╭─ Material for this exercise
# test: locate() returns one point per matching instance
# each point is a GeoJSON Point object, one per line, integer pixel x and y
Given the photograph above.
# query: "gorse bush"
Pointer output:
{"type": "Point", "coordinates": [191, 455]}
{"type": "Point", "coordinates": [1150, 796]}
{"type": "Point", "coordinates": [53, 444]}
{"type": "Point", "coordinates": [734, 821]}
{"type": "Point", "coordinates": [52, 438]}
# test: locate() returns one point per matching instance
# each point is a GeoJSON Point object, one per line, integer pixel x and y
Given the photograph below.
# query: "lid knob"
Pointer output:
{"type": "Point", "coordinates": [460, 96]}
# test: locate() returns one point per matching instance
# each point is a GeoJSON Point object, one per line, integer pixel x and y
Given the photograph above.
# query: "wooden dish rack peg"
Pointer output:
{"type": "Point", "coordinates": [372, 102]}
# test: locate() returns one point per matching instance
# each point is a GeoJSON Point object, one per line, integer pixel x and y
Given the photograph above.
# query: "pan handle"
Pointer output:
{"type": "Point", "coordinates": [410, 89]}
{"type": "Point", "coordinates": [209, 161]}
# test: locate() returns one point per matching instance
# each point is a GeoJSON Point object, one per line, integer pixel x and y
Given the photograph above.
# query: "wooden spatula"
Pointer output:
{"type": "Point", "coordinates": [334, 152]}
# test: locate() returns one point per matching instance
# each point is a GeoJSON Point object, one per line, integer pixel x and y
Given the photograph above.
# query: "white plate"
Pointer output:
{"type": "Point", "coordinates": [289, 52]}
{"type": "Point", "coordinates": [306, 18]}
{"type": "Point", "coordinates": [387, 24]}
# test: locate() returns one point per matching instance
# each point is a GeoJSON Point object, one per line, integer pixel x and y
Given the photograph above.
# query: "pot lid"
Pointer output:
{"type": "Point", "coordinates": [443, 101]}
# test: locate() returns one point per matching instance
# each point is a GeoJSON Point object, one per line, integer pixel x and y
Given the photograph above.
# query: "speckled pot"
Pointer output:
╰─
_Direction_
Pull every line from the material above that contains the string "query". Case counts.

_Output of the exercise_
# query: "gorse bush"
# query: "lid knob"
# query: "wooden dish rack peg"
# query: "pan handle"
# query: "wooden spatula"
# query: "white plate"
# query: "pot lid"
# query: "speckled pot"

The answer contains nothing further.